Document
++++++++++++++++++++

Resan Hanım (, "softness" or "bright"; 28 March 1860 – 31 March 1910)  was a consort of Sultan Murad V of the Ottoman Empire.

Biography
Resan Hanım was born on 28 March 1860 in Artvin in the Caucasus. She was Georgian, daughter of Ömer Bey and Fatma Hanım, and she had two sisters named Şayeste Hanım and Rabia Gülten Hanım. Her real name was Ayşe Hanim. She and sisters were sent to Istanbul as ladies-in-waiting for Seniha Sultan, Murad V's half-sister. Resan was chosen by Seniha as a consort for Murad and she was presented to Murad by the Senior Kalfa as a gift on the occasion of his accession to the throne. After his deposition, she followed him into confinement in the Çırağan Palace.

She married Murad on 2 November 1877 in the Çırağan Palace when Murad was thirty-seven years old and Resan was seventeen years old, a year after Murad and his family's imprisonment in the palace. On 19 June 1879, a year after the marriage, she gave birth to Fatma Sultan, followed by Aliye Sultan, born on 24 August 1880. Aliye died on 17 September 1903.

++++++++++++++++++++

Material supplied
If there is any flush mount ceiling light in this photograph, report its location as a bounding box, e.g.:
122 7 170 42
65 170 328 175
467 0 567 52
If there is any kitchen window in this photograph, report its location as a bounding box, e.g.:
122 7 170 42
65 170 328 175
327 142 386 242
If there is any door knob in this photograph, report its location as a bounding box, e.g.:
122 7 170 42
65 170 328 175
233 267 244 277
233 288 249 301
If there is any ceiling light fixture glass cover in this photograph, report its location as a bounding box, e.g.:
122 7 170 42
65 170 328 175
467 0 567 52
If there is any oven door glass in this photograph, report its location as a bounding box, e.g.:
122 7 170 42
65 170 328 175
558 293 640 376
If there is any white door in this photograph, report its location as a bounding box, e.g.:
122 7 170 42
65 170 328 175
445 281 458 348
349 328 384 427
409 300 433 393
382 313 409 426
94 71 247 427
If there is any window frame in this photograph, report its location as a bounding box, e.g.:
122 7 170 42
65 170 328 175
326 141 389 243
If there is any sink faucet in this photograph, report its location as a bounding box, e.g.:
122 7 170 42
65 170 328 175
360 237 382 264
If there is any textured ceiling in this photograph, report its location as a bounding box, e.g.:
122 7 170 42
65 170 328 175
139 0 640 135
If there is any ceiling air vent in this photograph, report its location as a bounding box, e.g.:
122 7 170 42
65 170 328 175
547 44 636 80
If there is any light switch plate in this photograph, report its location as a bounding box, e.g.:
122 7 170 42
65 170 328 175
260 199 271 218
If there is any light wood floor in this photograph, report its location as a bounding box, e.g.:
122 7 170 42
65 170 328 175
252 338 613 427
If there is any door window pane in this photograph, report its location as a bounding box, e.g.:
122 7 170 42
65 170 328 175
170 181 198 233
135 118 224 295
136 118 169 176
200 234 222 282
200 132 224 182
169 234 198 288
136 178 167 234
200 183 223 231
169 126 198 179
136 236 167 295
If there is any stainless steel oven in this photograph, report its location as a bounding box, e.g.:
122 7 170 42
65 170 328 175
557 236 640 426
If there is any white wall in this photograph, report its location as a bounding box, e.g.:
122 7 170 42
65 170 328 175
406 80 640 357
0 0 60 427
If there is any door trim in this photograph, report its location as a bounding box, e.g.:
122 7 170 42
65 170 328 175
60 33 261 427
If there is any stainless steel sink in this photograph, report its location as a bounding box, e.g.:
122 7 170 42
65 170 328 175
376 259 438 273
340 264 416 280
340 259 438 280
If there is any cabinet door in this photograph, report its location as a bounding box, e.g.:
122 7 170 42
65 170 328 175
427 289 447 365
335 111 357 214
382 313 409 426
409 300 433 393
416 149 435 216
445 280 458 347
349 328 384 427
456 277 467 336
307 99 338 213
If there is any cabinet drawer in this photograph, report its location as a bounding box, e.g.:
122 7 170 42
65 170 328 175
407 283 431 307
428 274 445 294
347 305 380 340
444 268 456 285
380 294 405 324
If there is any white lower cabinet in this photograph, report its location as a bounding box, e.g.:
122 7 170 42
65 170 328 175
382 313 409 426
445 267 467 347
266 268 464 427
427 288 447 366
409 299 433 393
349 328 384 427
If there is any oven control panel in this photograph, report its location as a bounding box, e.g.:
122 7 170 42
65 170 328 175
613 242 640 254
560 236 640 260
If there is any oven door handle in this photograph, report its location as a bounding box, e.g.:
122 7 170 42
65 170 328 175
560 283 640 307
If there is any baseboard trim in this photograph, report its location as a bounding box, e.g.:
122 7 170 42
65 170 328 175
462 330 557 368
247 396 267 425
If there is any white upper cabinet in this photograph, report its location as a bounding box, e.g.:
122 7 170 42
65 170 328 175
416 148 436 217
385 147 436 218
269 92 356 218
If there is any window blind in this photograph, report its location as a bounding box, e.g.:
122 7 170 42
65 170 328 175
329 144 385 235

++++++++++++++++++++

Job 1
From the text on Resan Hanım, copy word for word the part that opens with the words containing "She married Murad" and closes with "17 September 1903.".
Job 2
Answer these questions from the text on Resan Hanım:
(a) Where was she born?
(b) What was her real name?
(c) On what date did Aliye Sultan die?

Reply 1
She married Murad on 2 November 1877 in the Çırağan Palace when Murad was thirty-seven years old and Resan was seventeen years old, a year after Murad and his family's imprisonment in the palace. On 19 June 1879, a year after the marriage, she gave birth to Fatma Sultan, followed by Aliye Sultan, born on 24 August 1880. Aliye died on 17 September 1903.

Reply 2
(a) Artvin in the Caucasus
(b) Ayşe Hanim
(c) 17 September 1903